#### [Data excerpts]
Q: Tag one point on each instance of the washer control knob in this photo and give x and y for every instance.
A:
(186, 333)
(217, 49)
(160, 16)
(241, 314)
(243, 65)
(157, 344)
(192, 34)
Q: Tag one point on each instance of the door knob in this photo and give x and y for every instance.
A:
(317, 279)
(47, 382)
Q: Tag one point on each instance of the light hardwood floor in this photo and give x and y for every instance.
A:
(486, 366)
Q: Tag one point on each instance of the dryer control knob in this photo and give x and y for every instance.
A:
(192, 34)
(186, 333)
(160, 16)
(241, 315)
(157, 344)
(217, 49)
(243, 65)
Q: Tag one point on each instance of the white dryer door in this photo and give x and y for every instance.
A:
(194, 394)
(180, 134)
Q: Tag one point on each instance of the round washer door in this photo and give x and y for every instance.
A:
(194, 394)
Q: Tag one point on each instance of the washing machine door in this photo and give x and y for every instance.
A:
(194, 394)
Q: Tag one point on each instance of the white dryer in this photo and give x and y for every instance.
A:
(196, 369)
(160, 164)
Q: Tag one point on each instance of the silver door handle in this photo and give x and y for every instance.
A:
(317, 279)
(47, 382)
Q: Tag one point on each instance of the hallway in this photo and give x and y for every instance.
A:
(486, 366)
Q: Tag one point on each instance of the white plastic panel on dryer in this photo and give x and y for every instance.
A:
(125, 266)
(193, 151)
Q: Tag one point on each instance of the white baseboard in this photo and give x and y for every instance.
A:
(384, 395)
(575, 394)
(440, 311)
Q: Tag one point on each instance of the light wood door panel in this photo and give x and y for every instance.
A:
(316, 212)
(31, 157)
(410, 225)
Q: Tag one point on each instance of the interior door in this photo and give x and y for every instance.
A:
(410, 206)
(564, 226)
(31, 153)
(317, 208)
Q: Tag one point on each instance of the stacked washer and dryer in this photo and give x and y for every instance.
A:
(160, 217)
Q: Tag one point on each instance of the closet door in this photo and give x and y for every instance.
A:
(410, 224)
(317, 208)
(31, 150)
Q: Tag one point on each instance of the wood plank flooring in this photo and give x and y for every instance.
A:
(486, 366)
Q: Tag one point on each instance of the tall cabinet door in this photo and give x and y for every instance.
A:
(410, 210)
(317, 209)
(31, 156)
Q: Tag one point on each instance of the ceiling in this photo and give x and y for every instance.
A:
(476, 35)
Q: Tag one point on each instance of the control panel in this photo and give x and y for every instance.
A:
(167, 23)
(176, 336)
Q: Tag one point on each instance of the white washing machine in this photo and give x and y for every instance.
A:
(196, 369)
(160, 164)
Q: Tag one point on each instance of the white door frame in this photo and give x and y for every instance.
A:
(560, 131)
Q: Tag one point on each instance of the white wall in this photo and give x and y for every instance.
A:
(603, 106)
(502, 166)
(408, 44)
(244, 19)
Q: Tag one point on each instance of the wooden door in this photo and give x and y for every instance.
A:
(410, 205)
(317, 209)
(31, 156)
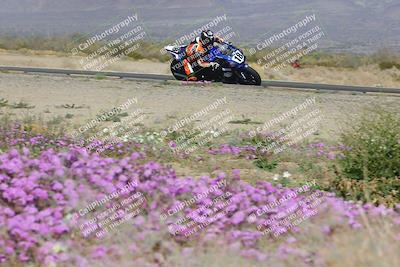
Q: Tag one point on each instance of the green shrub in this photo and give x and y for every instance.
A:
(373, 147)
(378, 191)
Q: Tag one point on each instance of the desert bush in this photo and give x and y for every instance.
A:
(388, 65)
(378, 191)
(374, 147)
(370, 167)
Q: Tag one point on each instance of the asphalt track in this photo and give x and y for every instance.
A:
(162, 77)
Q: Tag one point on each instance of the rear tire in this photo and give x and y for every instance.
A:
(252, 76)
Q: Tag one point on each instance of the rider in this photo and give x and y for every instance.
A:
(197, 51)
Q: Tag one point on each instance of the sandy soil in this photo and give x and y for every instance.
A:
(164, 103)
(368, 75)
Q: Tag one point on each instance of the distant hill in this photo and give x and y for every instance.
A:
(360, 25)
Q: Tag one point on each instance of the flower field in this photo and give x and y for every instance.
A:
(61, 205)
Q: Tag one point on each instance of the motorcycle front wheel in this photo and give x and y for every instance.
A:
(177, 70)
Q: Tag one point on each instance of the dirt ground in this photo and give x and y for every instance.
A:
(366, 75)
(79, 99)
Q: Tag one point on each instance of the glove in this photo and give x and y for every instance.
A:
(214, 65)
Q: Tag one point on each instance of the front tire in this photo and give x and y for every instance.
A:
(177, 70)
(248, 76)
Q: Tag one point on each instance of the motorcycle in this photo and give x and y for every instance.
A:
(232, 65)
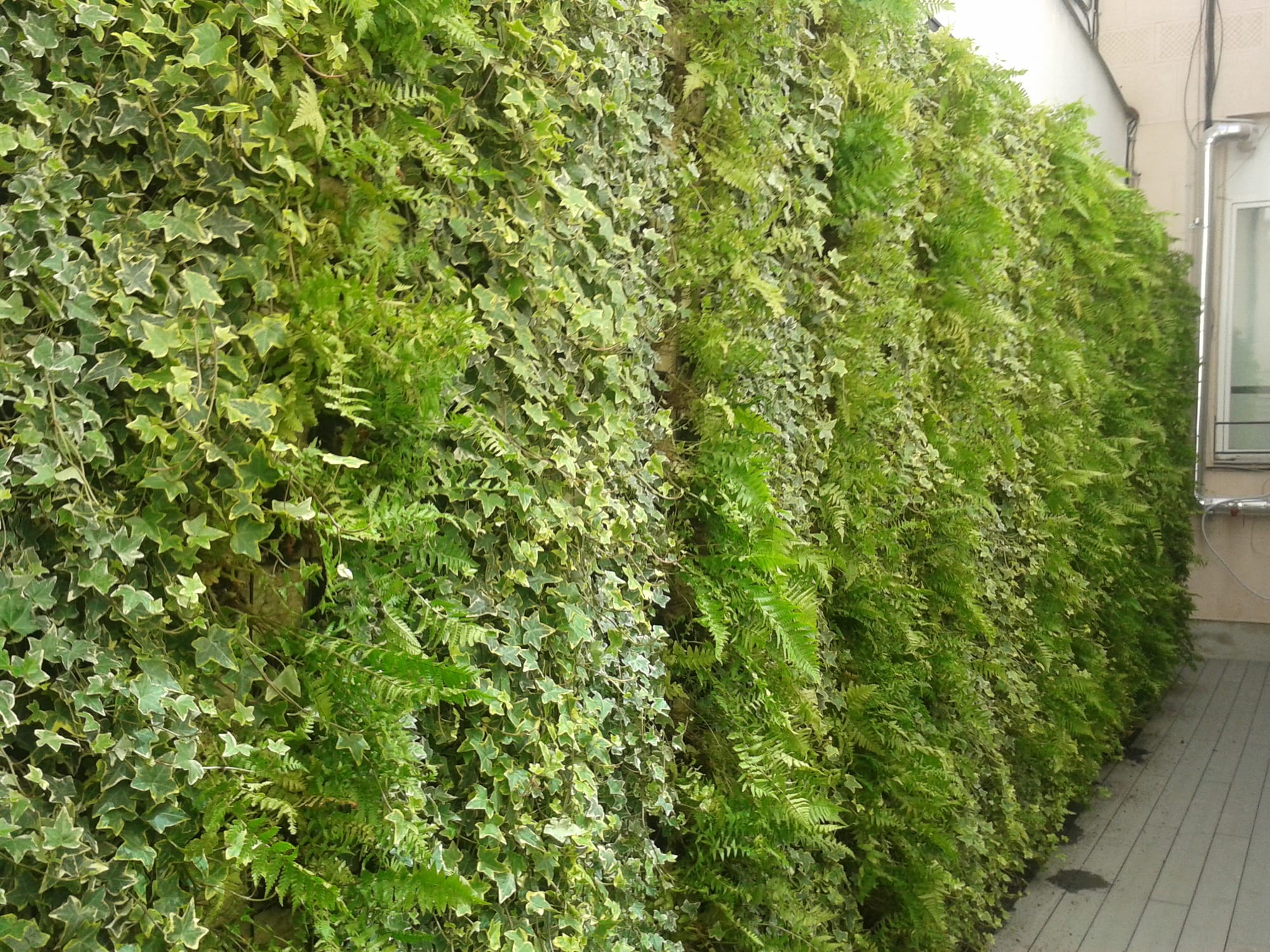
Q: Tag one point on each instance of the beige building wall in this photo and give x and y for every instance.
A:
(1155, 49)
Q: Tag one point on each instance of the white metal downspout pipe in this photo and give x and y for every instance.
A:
(1217, 133)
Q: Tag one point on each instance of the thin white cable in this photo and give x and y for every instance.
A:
(1203, 530)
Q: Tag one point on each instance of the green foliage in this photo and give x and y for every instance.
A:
(926, 376)
(561, 475)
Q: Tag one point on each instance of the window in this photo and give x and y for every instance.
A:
(1244, 413)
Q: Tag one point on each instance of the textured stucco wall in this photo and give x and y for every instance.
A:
(1059, 63)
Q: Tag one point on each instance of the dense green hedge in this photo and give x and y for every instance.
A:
(562, 475)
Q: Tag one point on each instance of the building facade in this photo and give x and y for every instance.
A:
(1187, 67)
(1192, 88)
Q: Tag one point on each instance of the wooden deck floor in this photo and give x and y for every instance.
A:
(1177, 856)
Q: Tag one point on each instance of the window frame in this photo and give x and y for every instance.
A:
(1222, 454)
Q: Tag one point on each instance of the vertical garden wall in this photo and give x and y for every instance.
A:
(578, 475)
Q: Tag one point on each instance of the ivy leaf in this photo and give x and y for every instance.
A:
(200, 291)
(157, 781)
(267, 333)
(8, 699)
(257, 414)
(13, 309)
(186, 929)
(562, 830)
(351, 463)
(248, 536)
(200, 534)
(22, 935)
(97, 577)
(63, 835)
(184, 224)
(303, 511)
(133, 117)
(30, 668)
(159, 341)
(137, 274)
(225, 225)
(53, 739)
(40, 34)
(208, 48)
(189, 590)
(233, 748)
(215, 647)
(112, 367)
(166, 816)
(138, 602)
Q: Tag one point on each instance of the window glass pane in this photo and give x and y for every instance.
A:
(1250, 333)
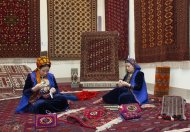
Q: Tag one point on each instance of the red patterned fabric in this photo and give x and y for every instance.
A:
(85, 95)
(130, 111)
(117, 17)
(12, 77)
(99, 56)
(161, 30)
(92, 117)
(173, 107)
(49, 120)
(162, 81)
(67, 19)
(19, 28)
(9, 121)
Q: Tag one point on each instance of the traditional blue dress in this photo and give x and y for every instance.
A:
(41, 106)
(137, 93)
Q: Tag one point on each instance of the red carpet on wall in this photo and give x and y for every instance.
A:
(99, 56)
(117, 19)
(12, 77)
(9, 121)
(162, 81)
(67, 20)
(19, 28)
(161, 30)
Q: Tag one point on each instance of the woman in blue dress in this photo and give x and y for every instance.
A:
(132, 89)
(41, 94)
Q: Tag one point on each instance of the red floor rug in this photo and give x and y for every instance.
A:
(9, 121)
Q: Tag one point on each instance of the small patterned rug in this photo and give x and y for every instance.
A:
(12, 80)
(19, 28)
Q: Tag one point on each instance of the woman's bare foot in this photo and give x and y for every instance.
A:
(98, 101)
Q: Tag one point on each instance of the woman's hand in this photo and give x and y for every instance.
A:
(46, 96)
(52, 90)
(126, 84)
(37, 87)
(119, 83)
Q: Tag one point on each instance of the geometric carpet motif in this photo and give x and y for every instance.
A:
(99, 56)
(12, 77)
(117, 17)
(149, 122)
(67, 20)
(19, 28)
(162, 80)
(161, 30)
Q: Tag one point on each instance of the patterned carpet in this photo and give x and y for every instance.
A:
(161, 30)
(99, 59)
(20, 28)
(9, 121)
(67, 19)
(12, 79)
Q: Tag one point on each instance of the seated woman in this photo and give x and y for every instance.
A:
(132, 89)
(41, 94)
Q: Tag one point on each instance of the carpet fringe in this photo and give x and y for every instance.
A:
(109, 124)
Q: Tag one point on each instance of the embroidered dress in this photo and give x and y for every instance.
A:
(137, 93)
(41, 105)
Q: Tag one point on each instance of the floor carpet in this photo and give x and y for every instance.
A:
(9, 121)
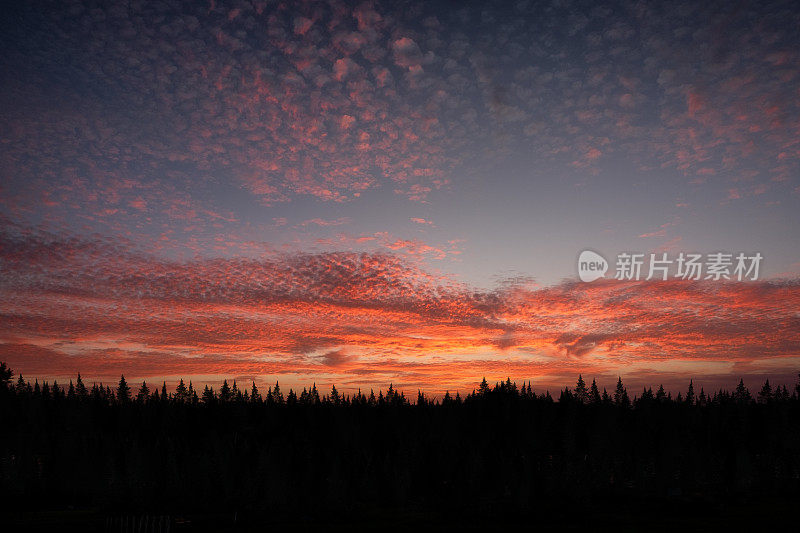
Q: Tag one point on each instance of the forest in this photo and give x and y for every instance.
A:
(136, 457)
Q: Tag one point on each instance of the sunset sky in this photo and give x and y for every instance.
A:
(365, 193)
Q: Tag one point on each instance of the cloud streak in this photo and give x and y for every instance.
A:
(365, 318)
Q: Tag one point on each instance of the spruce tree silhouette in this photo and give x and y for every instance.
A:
(581, 393)
(123, 391)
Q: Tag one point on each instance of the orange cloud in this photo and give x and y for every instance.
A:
(358, 319)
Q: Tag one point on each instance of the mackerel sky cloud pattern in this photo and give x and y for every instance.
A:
(364, 192)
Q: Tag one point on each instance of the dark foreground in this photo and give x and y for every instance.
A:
(106, 461)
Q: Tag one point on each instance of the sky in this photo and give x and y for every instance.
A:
(365, 193)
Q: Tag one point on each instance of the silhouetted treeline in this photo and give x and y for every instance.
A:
(502, 449)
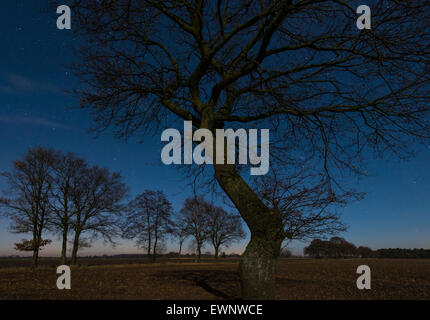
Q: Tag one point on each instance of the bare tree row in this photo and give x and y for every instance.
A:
(56, 193)
(52, 192)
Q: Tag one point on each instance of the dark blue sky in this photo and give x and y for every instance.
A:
(35, 110)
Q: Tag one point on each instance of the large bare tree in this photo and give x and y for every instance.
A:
(27, 199)
(328, 91)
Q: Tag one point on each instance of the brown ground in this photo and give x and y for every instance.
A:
(296, 279)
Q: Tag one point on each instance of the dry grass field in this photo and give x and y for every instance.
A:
(296, 279)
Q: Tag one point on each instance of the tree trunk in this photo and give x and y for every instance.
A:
(199, 252)
(180, 247)
(257, 269)
(35, 258)
(64, 246)
(216, 251)
(75, 248)
(258, 263)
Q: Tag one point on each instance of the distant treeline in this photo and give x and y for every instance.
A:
(404, 253)
(340, 248)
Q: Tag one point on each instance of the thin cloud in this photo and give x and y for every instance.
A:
(32, 120)
(13, 83)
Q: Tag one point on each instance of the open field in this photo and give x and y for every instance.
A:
(296, 279)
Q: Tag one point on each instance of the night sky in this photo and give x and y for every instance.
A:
(36, 109)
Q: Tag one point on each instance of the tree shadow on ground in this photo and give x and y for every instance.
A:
(220, 283)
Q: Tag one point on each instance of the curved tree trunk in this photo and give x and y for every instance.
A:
(35, 257)
(258, 263)
(216, 251)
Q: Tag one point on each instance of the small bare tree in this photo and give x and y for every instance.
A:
(196, 212)
(179, 231)
(66, 176)
(148, 221)
(224, 228)
(27, 199)
(97, 197)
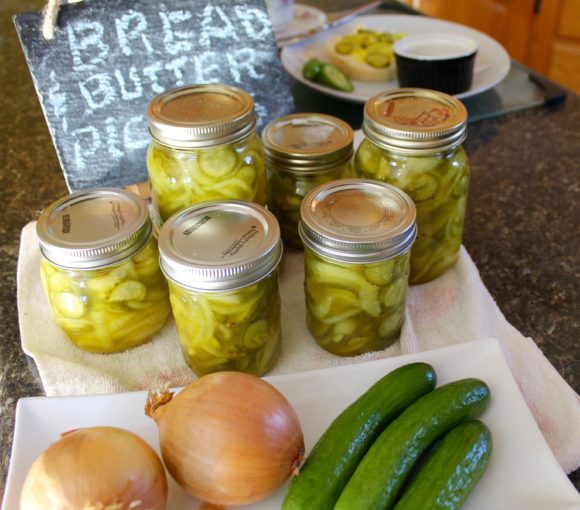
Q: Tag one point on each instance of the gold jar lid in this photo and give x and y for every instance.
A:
(358, 220)
(415, 121)
(94, 228)
(307, 142)
(198, 116)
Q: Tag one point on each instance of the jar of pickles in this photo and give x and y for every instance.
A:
(100, 269)
(413, 141)
(221, 260)
(303, 150)
(204, 147)
(357, 235)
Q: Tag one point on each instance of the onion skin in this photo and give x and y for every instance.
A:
(97, 468)
(228, 438)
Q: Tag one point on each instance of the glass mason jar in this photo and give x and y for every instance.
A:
(204, 147)
(100, 269)
(413, 141)
(303, 150)
(357, 235)
(221, 260)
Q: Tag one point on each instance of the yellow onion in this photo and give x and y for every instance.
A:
(228, 438)
(98, 468)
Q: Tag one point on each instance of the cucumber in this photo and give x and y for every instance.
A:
(447, 478)
(377, 480)
(333, 77)
(339, 450)
(311, 69)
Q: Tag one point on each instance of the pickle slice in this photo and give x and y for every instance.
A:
(230, 330)
(355, 308)
(438, 184)
(182, 177)
(110, 309)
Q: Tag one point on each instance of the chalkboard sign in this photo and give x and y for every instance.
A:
(109, 58)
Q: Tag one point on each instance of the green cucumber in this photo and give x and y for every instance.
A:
(333, 77)
(378, 479)
(339, 450)
(311, 69)
(450, 474)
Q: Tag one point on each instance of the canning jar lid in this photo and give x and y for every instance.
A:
(198, 116)
(220, 245)
(94, 228)
(415, 121)
(358, 220)
(307, 142)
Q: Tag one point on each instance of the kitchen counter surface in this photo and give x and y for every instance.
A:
(522, 226)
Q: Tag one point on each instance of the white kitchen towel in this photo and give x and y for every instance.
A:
(452, 309)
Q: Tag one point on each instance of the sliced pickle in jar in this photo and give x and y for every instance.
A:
(183, 177)
(229, 330)
(287, 189)
(110, 309)
(438, 184)
(349, 306)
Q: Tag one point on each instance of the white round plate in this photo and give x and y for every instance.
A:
(492, 62)
(305, 18)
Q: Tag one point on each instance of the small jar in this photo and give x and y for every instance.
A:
(100, 269)
(204, 147)
(303, 150)
(221, 260)
(357, 235)
(413, 141)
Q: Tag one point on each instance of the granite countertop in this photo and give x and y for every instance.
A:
(522, 227)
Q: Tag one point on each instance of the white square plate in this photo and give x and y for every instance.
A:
(523, 473)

#### [What you should do]
Using the entries above, return each line that includes the word "wooden".

#### [Result]
Q: Tag one point on each instance of the wooden door in this photo and give x and y for every instance.
Q: Tag one point on each instance of the wooden deck floor in this photo and give x and y for every instance.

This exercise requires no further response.